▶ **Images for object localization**

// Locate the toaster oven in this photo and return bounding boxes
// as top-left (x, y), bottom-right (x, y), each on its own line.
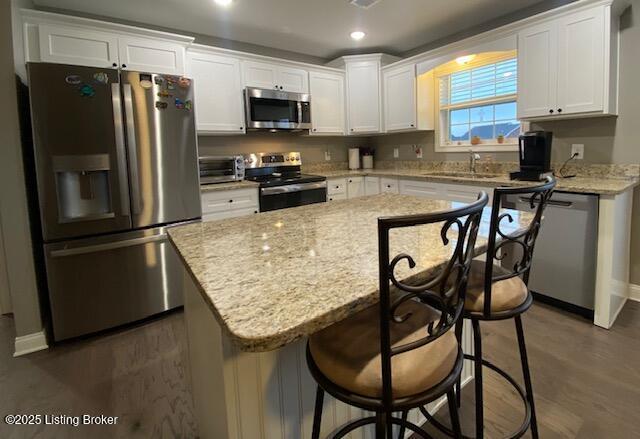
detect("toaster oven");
top-left (199, 155), bottom-right (245, 184)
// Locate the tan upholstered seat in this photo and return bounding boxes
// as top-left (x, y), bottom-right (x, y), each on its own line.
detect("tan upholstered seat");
top-left (464, 260), bottom-right (528, 313)
top-left (308, 300), bottom-right (458, 399)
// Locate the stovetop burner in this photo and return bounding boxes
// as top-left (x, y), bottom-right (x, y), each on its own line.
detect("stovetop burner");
top-left (246, 173), bottom-right (326, 188)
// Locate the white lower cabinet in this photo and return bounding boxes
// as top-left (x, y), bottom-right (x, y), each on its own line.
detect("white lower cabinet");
top-left (399, 179), bottom-right (441, 199)
top-left (327, 178), bottom-right (347, 201)
top-left (399, 179), bottom-right (490, 203)
top-left (346, 177), bottom-right (365, 198)
top-left (201, 188), bottom-right (259, 221)
top-left (364, 176), bottom-right (380, 195)
top-left (444, 184), bottom-right (490, 203)
top-left (380, 177), bottom-right (399, 194)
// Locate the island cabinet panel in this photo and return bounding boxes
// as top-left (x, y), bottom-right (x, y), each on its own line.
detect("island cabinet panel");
top-left (183, 272), bottom-right (475, 439)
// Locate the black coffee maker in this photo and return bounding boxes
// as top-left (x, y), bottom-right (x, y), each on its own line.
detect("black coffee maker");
top-left (510, 131), bottom-right (553, 181)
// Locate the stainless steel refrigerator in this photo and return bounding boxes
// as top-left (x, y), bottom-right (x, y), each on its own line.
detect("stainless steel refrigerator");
top-left (27, 63), bottom-right (201, 341)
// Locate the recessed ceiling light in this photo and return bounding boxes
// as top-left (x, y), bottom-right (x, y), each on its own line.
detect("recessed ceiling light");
top-left (214, 0), bottom-right (233, 6)
top-left (350, 31), bottom-right (366, 41)
top-left (456, 54), bottom-right (476, 65)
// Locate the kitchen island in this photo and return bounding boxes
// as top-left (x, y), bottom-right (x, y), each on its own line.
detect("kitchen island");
top-left (168, 194), bottom-right (533, 439)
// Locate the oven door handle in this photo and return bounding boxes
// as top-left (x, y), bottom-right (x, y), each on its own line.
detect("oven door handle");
top-left (261, 181), bottom-right (327, 195)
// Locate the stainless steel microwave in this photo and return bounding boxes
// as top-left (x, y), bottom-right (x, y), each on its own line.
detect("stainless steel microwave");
top-left (244, 87), bottom-right (311, 131)
top-left (198, 155), bottom-right (245, 184)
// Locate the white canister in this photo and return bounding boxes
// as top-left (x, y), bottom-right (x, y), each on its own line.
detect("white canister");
top-left (348, 148), bottom-right (360, 170)
top-left (362, 155), bottom-right (374, 169)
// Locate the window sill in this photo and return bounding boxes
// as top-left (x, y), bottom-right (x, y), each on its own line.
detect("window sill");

▶ **Exercise aim**
Each line of the entries that holds "sill" should be counted, and only the total given.

▶ **Solution to this exercise**
2